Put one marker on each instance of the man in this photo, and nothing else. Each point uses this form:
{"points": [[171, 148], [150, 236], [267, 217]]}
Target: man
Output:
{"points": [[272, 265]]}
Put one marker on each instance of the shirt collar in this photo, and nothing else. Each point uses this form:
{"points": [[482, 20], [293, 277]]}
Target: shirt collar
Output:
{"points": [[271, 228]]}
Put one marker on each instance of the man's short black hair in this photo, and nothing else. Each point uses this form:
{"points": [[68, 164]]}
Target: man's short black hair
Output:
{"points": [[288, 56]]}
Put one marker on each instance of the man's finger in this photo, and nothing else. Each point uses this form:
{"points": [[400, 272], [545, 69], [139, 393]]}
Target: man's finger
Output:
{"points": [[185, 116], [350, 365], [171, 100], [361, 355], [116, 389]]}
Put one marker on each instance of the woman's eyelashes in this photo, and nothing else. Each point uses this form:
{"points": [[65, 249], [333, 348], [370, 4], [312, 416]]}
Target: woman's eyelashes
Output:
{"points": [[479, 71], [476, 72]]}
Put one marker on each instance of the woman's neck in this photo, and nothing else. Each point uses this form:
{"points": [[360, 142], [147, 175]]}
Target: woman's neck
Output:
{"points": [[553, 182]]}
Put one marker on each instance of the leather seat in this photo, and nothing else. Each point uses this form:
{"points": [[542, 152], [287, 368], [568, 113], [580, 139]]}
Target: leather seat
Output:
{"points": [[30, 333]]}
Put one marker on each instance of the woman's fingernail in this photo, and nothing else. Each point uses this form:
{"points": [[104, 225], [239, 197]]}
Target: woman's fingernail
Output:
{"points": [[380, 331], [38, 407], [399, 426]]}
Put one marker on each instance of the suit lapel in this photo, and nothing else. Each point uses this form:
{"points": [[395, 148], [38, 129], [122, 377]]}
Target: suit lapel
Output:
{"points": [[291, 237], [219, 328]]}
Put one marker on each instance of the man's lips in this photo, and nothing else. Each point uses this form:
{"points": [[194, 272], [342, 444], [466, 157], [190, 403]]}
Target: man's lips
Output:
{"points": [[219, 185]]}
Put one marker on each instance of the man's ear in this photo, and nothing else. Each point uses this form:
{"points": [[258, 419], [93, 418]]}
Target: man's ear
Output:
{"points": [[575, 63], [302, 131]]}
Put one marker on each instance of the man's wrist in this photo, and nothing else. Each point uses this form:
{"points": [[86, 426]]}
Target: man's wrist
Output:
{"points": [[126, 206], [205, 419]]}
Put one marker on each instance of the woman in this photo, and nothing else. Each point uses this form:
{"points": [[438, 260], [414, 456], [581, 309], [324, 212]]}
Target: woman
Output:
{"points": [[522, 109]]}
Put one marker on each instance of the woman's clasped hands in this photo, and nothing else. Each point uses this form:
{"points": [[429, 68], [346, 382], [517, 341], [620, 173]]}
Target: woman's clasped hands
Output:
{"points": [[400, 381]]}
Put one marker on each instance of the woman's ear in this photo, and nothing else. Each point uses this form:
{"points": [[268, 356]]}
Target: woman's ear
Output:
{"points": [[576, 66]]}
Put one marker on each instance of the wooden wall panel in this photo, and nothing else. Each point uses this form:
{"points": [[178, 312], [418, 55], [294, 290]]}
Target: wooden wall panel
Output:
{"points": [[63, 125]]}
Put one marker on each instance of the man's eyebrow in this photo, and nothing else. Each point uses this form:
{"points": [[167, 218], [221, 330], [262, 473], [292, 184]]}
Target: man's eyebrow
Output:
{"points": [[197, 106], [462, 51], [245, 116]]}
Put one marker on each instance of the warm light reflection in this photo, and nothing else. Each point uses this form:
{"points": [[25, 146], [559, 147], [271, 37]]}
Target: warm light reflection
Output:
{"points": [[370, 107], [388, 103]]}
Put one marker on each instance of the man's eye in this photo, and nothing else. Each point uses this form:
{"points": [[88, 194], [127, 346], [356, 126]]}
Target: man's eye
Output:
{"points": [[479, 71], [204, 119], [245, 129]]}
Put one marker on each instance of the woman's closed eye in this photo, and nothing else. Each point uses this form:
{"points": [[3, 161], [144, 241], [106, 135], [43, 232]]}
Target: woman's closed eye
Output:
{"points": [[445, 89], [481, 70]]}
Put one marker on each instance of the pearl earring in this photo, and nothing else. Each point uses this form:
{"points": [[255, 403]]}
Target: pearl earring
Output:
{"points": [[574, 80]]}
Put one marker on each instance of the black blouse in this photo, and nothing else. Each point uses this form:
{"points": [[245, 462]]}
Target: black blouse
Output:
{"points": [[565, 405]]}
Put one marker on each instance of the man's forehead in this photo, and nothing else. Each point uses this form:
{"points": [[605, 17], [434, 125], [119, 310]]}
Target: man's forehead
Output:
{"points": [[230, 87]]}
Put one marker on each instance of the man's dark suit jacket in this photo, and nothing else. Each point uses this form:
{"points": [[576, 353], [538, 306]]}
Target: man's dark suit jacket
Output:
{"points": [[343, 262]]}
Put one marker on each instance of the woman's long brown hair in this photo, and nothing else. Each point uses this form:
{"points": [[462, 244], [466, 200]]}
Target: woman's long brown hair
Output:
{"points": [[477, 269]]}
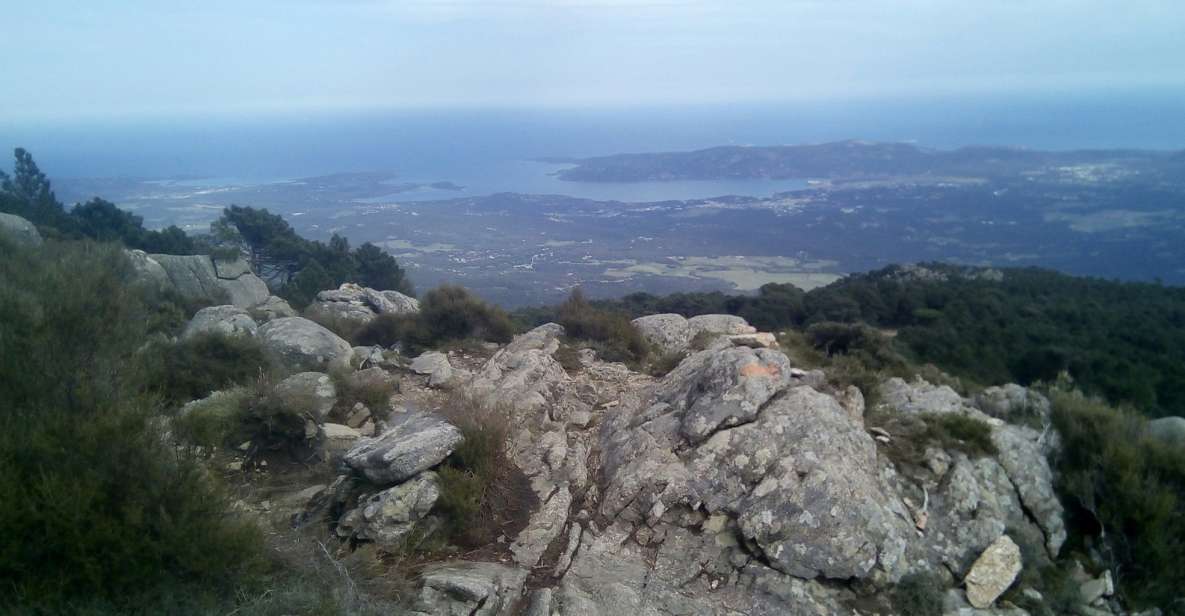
◇ ◇ ◇
* [Exercise prompt]: Please rewrite all the entries above, swapping "marker" for "dot" and keeping every other word the same. Leave the pictures out of your answer.

* [Exercise result]:
Put one dot on each instance of the man in this photo, and nothing else. Each point uses this form:
{"points": [[171, 148], [150, 236], [267, 217]]}
Target: man
Output:
{"points": [[272, 265]]}
Put one dot on each instance of the shirt collar in this photo, and nothing else. Each point uses this form:
{"points": [[482, 20], [293, 277]]}
Target: shirt collar
Output:
{"points": [[271, 228]]}
Put one dot on each instance of the man's short black hair in this photo, and nothing else. Each point uses this form:
{"points": [[68, 164]]}
Target: man's short black hair
Output:
{"points": [[288, 56]]}
Put one dot on each instance of the man's finger in this photo, and nothing else. Each point uses this form:
{"points": [[400, 272], [545, 69], [139, 393]]}
Target: man's finger
Output:
{"points": [[185, 116], [350, 365], [171, 100], [361, 355], [116, 389]]}
Put one dot on each instance of the woman's eyelashes in this photo, and nothing else. Each point uses this form:
{"points": [[65, 249], [333, 348], [370, 4], [312, 416]]}
Target: woman's eyelashes
Output:
{"points": [[479, 71], [476, 72]]}
Put one dot on each instance of the woman's neck in this photo, and nothing else. Each point uses this form:
{"points": [[360, 142], [147, 175]]}
Target: woman's neck
Output:
{"points": [[553, 182]]}
Put one dot on each instance of the leather seat in this photo, and nothing else. Each point uses this form:
{"points": [[542, 152], [287, 368], [568, 113], [580, 139]]}
Target: leather seat
Output:
{"points": [[30, 333]]}
Put one dot on each instance of the woman's fingernail in this photo, and nothing else. Each point uses this form:
{"points": [[104, 225], [239, 197]]}
Target: woman's fingernail
Output:
{"points": [[380, 331], [38, 407], [399, 426]]}
Put one dot on each instance of the suit lapel in this photo, and nothing else. Each point uses this form:
{"points": [[395, 148], [38, 129], [122, 377]]}
Target: suit lapel
Output:
{"points": [[291, 237], [219, 328]]}
Put one dot on each instance of the man's lips in this photo, and nothing else. Each point uses this form:
{"points": [[194, 272], [342, 444], [466, 157], [190, 403]]}
Target: man's lips
Output:
{"points": [[219, 185]]}
Put one dot on each instance of the man's ear in this photo, and nothing else. Each point uses this form:
{"points": [[258, 419], [93, 418]]}
Target: man's ear
Output:
{"points": [[575, 63], [302, 131]]}
Put one dot on each instance of the man's wrist in this photo, and nothing else. Each point uses this form:
{"points": [[86, 426]]}
Target: man's wrist
Output:
{"points": [[126, 206], [205, 419]]}
Put one dot on each instance of the woman in this photo, and nothing else. Each point uses this form:
{"points": [[438, 260], [414, 456], [581, 309], [324, 212]]}
Target: woman
Output:
{"points": [[522, 109]]}
Put one dot on each instance of the woman's clasped hands in this photo, and nothing else. Each point uses this form:
{"points": [[429, 68], [346, 382], [517, 341], [620, 173]]}
Target: woman's clasped hands
Output:
{"points": [[400, 381]]}
Put one dot on each instance of the woman's ear in this photo, and nothing else. Each point uses this form:
{"points": [[268, 356]]}
Target: woman's ear
Output:
{"points": [[576, 66]]}
Put one dot on each instance of the wooden wall panel in this photo, and nothing else. Each point uses this form:
{"points": [[178, 312], [418, 55], [294, 290]]}
Target: wooden wall panel
Output:
{"points": [[63, 125]]}
Put one dot on each instance of the man's eyebrow in this photo, and nothing else. Each point uses this form:
{"points": [[167, 218], [221, 330], [262, 473], [292, 184]]}
Target: man's eyebrow
Output:
{"points": [[197, 106], [462, 51], [245, 116]]}
Put one dot on each instance of the warm light reflection in this photo, and nothing else. Each point uses this form:
{"points": [[25, 146], [559, 147], [271, 37]]}
Target: warm light reflection
Output:
{"points": [[370, 107], [388, 103]]}
Put one dot on each instance of the man's eye in this photo, and nothing else. Each point uses this form:
{"points": [[88, 194], [127, 346], [356, 126]]}
Target: man's eye
Output:
{"points": [[479, 71], [204, 119], [245, 129]]}
Put one dot on each instance of the woman's closed eye in this photo, and nothing else. Each point uses this form:
{"points": [[3, 161], [144, 241], [106, 135], [43, 232]]}
Target: woman's closed eye
Output:
{"points": [[445, 89], [481, 70]]}
Put one dot on each instance of the pearl earring in this photo, and nothing else. Each point uses this form:
{"points": [[255, 403]]}
Target: pearl earring
Output:
{"points": [[574, 80]]}
Put one dot on each instance of the black blouse in this photo, and nothing else. Each point uses this form:
{"points": [[245, 462]]}
Target: black blouse
Output:
{"points": [[565, 405]]}
Put one dot on each instance of the man's forehead in this photo, and nothing else. Each point uses this form:
{"points": [[605, 17], [434, 125], [119, 310]]}
Target: man's forehead
Output:
{"points": [[230, 87]]}
Put one dot on each instance of the man's dark suit jacket in this photo, and nothing else. Each point uses this form:
{"points": [[576, 353], [538, 306]]}
Target: man's dark suit jacket
Output:
{"points": [[343, 262]]}
Put one dot on each instance of the woman's long brown hair in this photo, and nothing else. Each point uses this form:
{"points": [[462, 244], [466, 200]]}
Target: woman's long brown hair
Output:
{"points": [[477, 269]]}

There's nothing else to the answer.